Rewrite the lines from the first one up to and including the line with "box: [243, 484, 363, 600]", replacing "rough mask" with "coarse mask" and keeping everything else the same. Leave out the pictures.
======
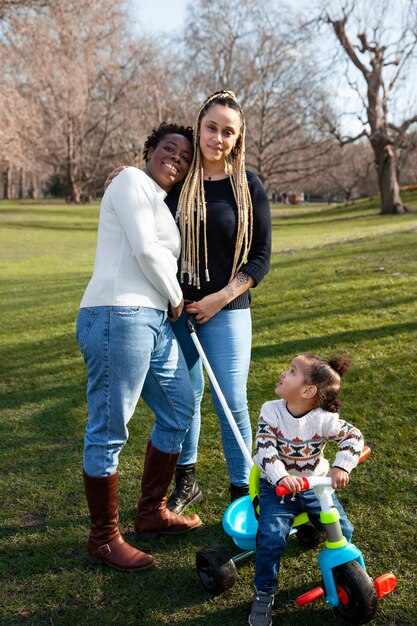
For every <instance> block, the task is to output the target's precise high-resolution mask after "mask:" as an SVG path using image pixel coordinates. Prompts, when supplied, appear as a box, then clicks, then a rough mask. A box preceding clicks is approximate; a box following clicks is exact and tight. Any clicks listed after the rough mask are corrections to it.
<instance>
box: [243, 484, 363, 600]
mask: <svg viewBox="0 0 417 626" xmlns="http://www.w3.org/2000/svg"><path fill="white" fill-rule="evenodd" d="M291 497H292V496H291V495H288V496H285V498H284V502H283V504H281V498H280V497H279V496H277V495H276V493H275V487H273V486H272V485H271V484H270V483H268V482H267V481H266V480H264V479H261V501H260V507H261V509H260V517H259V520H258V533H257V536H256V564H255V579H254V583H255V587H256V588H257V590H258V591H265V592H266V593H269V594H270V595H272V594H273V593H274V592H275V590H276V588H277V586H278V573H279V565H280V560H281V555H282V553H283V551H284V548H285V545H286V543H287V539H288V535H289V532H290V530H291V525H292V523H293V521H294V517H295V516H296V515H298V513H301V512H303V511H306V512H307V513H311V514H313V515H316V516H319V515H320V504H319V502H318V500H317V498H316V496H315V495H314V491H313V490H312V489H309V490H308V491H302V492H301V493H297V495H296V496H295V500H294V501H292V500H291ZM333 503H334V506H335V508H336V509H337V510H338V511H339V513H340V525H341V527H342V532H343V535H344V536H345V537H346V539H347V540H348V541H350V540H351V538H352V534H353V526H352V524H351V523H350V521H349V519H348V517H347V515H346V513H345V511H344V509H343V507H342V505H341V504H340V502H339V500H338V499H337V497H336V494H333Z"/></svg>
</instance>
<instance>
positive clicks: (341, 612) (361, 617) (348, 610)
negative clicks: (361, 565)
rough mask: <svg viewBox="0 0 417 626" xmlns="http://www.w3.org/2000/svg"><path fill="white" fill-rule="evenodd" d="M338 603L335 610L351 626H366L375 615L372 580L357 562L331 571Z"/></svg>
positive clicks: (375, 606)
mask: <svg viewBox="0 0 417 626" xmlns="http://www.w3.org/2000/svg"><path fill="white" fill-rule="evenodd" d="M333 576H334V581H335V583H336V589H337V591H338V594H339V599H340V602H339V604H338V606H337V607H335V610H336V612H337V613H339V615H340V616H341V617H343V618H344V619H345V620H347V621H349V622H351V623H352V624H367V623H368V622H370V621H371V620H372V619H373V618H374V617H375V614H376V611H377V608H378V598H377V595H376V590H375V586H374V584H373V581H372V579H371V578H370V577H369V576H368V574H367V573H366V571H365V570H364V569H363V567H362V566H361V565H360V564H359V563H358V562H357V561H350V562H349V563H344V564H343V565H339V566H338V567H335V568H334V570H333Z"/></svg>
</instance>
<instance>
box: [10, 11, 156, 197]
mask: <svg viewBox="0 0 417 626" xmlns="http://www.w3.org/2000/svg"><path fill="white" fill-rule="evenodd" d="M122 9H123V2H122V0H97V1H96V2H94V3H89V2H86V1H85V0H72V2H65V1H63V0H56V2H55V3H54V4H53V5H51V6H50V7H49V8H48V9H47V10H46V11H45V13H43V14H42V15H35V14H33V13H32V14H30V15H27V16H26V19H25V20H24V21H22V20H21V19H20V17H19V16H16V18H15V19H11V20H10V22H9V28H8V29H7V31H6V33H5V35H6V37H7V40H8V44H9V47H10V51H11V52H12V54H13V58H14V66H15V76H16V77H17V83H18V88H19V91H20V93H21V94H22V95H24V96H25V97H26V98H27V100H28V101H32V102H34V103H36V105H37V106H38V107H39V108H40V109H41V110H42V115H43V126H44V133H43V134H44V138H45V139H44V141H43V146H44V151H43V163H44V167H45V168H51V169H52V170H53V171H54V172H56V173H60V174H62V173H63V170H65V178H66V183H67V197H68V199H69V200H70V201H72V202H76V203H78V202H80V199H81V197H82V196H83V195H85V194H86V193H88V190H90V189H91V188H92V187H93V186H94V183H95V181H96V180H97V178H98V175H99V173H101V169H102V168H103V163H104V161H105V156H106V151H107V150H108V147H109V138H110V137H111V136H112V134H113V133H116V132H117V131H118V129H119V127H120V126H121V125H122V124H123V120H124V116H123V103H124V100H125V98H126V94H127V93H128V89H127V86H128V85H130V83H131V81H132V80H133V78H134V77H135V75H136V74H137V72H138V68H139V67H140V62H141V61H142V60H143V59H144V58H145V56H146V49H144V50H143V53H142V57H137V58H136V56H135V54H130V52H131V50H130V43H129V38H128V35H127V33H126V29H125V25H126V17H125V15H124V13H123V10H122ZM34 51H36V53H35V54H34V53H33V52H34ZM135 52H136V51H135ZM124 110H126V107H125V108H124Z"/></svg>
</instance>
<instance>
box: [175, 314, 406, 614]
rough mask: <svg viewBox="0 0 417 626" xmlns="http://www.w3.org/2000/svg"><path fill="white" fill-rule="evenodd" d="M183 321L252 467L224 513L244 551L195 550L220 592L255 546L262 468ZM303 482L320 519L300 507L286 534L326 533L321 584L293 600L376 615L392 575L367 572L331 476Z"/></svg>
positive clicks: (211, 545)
======
◆ Task solution:
For every <instance> block, the task is to output the target's precise high-resolution mask after "mask:" as an SVG path using image pixel coordinates. Prompts, when supplied, appear as a box, then clicks, then a coarse mask. A box preceding clicks is approximate; a box following clicks is exact and tight. Any clicks listed after the coarse mask are corrections to it.
<instance>
box: [243, 484, 363, 600]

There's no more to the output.